**TASKS TO CARRY OUT:**
A - Name every type of siding material that the roofing discussion says is available in NJ.
B - Write what comes next in the roofing discussion, beginning right after its final sentence.

**TEXT TO READ:**
Royal Used to make a Panel for Canadian Winters and some companies still do. They hold up better than a shinlge but I'm still a fan of standing seam or d-rib in climates that receive heavy snow fall


----------



## Craigslist Hack

madxtreme01 said:


> Do you have any idea what the average time that a family will stay in a home? Last I looked (it was several years ago) and the answer was 9 years. To be honest if that was true I wouldn't care what the roof was rated for, I care more about the efficiency. If a regular asphalt roof lasts 30 years and cost an average of $10k and a metal roof would last 50+ but costs $25k, I'd rather go with the less expensive. If you buy a house at lets say 30, by the time you need to replace the metal roof you wouldn't even be living in that house anymore. I'll take my chances. Here in NJ there are only a few types of siding materials. Most common is vinyl, aluminum is available, but is hard to find. Then you can get brick or stone, and last is stucco. They all perform the same for the most part, it's a matter of what look you would like on the outside of your home.


That way of thinking is exactly why you struggle with profitability. You have a million reasons why people won't spend the money when I can't imagine a reason not to. Anything worth doing is worth doing right. I have also NEVER seen a 30 year shingle. I have seen shingles that claim to be 30year shingles and I have seen them in the yard.

I would never even run a lead with a client that plans to sell their house because that is a built in objection that I can't overcome. If I can't sell the lead why leave the house? There are 30 low ball companies in the phone book cutting each others throats to get that customer. They are trying to figure out a way to sell a roof over for less than $150.00 a square while we are selling metal for more profit on one job than they make in a month. Now I will be the first to tell you we don't do nearly as many roofs a month as my competitors. I also don't have nearly the liability.

Here are a few pics of a $45,000.00 job we did in the country near a town of maybe 300 people. The guy owned a grain elevator and was tired of screwing with junk shingles. He paid cash and was great to work for.


----------



## madxtreme01

looks great, and in your area that might work. In this area there is no such thing as a $45k roof unless its a 15k sq ft house. EVERY and I mean EVERY house in the area I am in has a shingle roof. Most are moving towards the timberline type of roof as their standard 3 tab wears away, but the roofs around here last on average of about 20 years. Vast majority is longer though. Every market is different, and when you have a house that is work 500k it's kinda hard selling them on a roof that's 1/10th the value of the house unless there is a valid reason for needing it. I've never even seen the type of materials you are referring to around here and I am not talking about Home Depot and Lowe's


----------



## Craigslist Hack

madxtreme01 said:


> looks great, and in your area that might work. In this area there is no such thing as a $45k roof unless its a 15k sq ft house. EVERY and I mean EVERY house in the area I am in has a shingle roof. Most are moving towards the timberline type of roof as their standard 3 tab wears away, but the roofs around here last on average of about 20 years. Vast majority is longer though. Every market is different, and when you have a house that is work 500k it's kinda hard selling them on a roof that's 1/10th the value of the house unless there is a valid reason for needing it. I've never even seen the type of materials you are referring to around here and I am not talking about Home Depot and Lowe's


Menard's carries metal roofing and so does ABC, and Shelter. I've put 20,000.00 roofs on 50,000 homes many times. The last shingle roof we did we charged 12k for and it went on a 6,000.00 house.

**DATA RECORDS:**
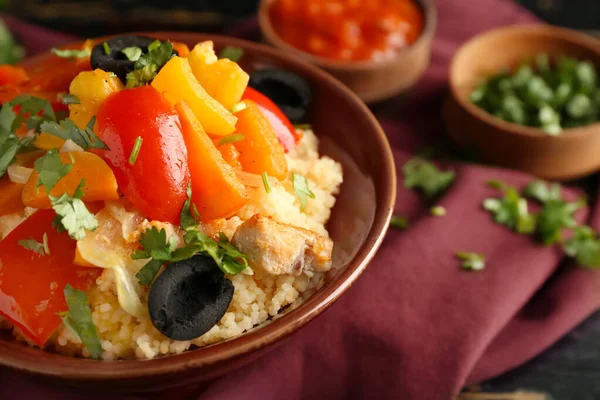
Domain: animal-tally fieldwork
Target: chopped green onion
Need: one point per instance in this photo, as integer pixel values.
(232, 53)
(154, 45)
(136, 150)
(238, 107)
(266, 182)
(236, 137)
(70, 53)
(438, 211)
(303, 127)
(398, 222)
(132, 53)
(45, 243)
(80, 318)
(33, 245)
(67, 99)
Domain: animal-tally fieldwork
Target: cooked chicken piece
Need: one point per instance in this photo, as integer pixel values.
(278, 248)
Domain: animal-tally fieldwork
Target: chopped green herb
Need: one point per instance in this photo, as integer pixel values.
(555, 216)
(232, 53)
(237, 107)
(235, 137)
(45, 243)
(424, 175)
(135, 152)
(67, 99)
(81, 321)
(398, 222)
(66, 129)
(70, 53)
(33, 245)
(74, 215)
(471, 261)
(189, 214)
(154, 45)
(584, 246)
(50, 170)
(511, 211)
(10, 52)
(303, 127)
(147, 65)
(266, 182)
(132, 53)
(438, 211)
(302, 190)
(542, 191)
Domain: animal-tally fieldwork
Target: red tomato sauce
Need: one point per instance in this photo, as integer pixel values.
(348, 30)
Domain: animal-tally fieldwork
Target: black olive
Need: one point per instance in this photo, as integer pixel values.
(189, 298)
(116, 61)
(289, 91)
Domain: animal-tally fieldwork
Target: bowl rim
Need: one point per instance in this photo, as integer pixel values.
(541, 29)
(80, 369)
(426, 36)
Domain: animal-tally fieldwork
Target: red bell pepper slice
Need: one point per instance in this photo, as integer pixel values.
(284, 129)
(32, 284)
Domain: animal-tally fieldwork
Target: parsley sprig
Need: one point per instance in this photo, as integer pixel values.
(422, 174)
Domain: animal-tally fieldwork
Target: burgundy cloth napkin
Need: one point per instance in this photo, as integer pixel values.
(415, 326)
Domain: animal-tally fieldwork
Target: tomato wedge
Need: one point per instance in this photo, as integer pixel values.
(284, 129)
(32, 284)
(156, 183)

* * *

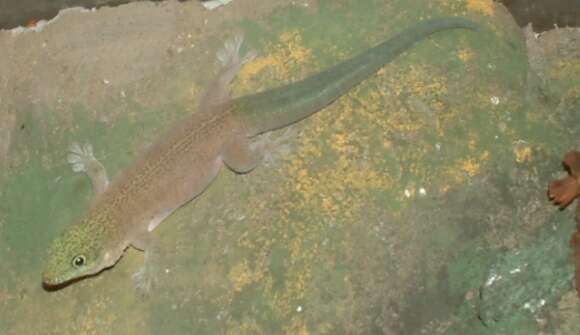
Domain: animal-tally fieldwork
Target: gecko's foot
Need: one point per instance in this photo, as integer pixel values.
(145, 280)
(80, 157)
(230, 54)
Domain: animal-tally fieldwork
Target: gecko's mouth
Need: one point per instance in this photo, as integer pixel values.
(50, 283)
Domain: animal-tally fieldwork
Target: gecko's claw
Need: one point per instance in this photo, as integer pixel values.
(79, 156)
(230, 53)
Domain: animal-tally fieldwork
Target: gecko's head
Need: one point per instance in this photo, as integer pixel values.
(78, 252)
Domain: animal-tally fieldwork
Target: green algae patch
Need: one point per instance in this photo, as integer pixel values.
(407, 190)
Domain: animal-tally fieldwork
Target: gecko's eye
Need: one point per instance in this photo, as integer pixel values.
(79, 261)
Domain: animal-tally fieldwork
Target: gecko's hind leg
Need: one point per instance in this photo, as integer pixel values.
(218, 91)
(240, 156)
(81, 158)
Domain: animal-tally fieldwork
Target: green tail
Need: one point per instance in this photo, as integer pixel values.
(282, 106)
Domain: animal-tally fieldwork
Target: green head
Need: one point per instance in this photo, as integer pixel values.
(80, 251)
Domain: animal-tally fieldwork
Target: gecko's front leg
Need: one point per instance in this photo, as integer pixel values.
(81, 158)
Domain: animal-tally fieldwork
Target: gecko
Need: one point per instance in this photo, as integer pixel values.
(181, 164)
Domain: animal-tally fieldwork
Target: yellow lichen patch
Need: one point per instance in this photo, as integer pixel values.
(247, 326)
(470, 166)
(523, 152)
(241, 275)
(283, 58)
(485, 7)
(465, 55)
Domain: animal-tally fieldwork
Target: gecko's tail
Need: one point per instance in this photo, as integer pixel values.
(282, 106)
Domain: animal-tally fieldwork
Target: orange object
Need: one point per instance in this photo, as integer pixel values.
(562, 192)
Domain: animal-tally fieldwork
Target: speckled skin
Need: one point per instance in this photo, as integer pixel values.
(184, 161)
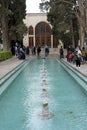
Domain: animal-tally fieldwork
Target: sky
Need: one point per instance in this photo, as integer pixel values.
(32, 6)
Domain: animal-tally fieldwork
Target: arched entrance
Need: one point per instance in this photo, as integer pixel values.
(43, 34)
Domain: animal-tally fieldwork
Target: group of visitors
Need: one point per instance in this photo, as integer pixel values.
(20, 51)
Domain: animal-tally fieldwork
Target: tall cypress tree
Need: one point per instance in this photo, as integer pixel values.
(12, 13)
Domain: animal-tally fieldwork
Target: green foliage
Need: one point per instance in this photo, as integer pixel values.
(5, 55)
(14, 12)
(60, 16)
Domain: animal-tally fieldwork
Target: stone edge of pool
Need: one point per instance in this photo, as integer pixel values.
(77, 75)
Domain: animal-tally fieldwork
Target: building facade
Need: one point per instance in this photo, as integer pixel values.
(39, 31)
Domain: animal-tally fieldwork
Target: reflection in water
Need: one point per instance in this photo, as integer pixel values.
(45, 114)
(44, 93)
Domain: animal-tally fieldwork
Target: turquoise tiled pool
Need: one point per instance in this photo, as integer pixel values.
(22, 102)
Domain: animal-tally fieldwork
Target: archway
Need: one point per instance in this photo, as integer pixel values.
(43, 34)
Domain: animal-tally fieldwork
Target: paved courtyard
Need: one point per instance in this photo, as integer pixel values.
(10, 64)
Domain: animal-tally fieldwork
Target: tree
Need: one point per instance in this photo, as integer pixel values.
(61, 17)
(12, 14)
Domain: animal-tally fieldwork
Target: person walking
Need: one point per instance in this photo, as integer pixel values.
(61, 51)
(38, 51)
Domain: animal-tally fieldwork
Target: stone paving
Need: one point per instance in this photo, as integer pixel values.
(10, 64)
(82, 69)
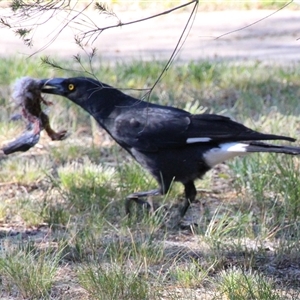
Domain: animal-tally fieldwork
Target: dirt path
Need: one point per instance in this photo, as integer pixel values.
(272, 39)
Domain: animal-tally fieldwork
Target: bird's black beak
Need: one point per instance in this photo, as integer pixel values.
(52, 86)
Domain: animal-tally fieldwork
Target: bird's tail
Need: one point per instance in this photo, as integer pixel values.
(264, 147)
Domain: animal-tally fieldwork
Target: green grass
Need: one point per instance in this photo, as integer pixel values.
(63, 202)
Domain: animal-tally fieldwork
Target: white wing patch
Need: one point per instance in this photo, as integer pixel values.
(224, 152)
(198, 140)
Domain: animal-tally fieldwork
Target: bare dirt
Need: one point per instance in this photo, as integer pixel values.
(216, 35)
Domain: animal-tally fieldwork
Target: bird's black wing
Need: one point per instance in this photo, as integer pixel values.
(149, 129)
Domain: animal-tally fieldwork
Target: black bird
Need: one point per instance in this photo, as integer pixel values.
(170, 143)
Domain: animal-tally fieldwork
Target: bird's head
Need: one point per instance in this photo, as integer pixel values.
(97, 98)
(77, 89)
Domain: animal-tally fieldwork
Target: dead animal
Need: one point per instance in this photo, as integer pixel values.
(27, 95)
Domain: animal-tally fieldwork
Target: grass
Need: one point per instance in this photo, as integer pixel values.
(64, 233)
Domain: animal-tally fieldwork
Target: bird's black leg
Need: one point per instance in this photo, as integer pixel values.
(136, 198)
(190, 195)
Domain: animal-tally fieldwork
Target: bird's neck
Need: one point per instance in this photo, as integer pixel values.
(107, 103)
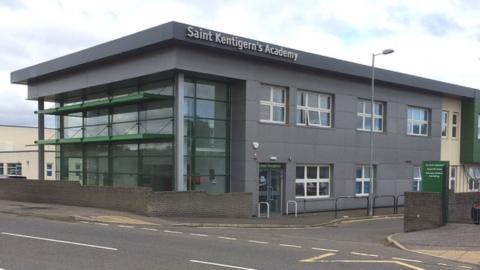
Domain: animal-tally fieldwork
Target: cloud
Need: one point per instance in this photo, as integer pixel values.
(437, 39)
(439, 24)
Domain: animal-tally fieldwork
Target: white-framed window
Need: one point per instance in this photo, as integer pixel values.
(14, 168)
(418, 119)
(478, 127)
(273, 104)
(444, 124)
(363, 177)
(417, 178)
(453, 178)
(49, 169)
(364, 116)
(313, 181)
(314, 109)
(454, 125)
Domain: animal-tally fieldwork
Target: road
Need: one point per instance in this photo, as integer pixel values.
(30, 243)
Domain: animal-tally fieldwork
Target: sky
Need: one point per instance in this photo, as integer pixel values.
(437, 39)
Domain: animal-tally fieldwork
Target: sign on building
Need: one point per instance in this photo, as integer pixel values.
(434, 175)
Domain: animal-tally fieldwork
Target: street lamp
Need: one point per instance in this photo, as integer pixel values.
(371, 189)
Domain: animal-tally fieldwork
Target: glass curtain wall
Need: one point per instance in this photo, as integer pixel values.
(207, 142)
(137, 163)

--

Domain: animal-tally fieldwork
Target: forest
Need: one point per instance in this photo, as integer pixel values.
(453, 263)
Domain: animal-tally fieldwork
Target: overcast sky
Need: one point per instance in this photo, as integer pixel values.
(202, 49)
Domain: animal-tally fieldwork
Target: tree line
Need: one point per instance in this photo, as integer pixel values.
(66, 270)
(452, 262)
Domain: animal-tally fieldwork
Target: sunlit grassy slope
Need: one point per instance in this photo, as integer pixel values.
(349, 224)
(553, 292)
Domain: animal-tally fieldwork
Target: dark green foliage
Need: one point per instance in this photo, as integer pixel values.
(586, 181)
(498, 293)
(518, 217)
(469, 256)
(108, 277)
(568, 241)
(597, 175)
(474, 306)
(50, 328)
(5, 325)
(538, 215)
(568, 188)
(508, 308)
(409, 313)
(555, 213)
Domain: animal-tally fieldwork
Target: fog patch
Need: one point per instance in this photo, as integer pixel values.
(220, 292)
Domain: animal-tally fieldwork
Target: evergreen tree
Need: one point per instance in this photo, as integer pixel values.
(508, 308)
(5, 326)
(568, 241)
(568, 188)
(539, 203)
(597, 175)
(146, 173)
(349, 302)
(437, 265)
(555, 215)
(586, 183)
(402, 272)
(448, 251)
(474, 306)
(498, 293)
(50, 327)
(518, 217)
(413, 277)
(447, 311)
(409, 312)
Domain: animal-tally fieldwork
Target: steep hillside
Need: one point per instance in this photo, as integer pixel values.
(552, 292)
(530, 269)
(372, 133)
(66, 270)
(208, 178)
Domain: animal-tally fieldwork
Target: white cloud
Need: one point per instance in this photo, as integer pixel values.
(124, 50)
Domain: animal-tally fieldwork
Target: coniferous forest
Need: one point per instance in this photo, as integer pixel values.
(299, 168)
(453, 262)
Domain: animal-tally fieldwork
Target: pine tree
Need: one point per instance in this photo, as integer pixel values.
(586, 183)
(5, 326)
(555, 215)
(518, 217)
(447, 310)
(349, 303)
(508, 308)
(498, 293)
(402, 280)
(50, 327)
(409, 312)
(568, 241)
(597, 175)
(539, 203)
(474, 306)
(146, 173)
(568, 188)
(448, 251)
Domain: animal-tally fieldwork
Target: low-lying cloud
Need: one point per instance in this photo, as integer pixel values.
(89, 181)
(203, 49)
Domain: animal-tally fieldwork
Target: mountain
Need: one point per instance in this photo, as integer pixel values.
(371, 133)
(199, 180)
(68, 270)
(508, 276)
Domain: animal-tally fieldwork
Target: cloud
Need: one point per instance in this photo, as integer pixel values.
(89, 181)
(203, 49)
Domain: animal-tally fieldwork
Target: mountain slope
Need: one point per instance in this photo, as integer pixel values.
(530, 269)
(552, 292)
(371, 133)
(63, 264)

**ANSWERS PROVIDED:**
A - vinyl, aluminum, brick, stone, stucco

B -
I will say if I pull up and the place is a dump I may try to steer the homeowner to the D-rib metal or something that makes more sense. One great way to sell a ribbed metal panel is to use code to your advantage. If they have 2 layers they cannot go over it with another layer of shingles so we offer them metal and by the time you figure in tear off and labor etc the price is comparable.

I don't know what market you are in but back in the day I was a sales manager for a triple pane window company. It was a nationwide outfit and windows sold for about 800-1000 an opening. Every one would say you can't sell them for that in our market blah blah blah and I would hop a plane and fly to wherever and sell windows with the guys from the office. Part of the key is the buyer. You aren't going to sell a high end product to an investor or a flipper or someone that plans to move soon. If they are a finance buyer you need to get an idea of what their credit rating is before you even bust out a sample. I guarantee beyond any doubt that your market is no different than mine. I've sold windows in San Diego, Indianapolis, St. Louis, Nashville, Tampa, Cincinnati, Lincoln, and Houston. I used the same sales approach and the same proven method of closing everywhere. I would usually get an override on what the office sold for the next 4 months and that's how they paid me. I would get 5% of the total volume of the office but I bought my own plane tickets and paid for my own hotels. I was younger and far more aggressive than i am now.


----------



## Craigslist Hack

BRADSConst said:


> Whose product is that? and is it steel or aluminum?


I tried to PM you but your inbox is full.


----------



## BRADSConst

Craigslist Hack said:


> I tried to PM you but your inbox is full.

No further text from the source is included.